>> begin SUPPLIED ENTRIES
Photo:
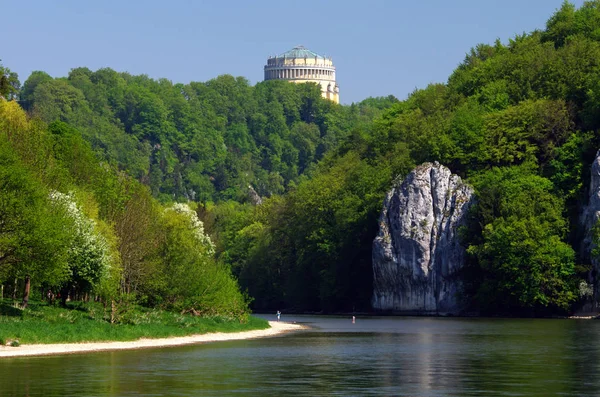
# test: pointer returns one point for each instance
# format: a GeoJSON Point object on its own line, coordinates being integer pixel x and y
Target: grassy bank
{"type": "Point", "coordinates": [88, 322]}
>> end SUPPLIED ENTRIES
TO BE DONE
Can you copy the records above word for word, leaving out the pictures?

EXERCISE OUTPUT
Photo:
# test: pointer returns one point for each instance
# format: a GeoJSON Point object on its own line, coordinates being integer pixel x and y
Target: grassy bank
{"type": "Point", "coordinates": [88, 322]}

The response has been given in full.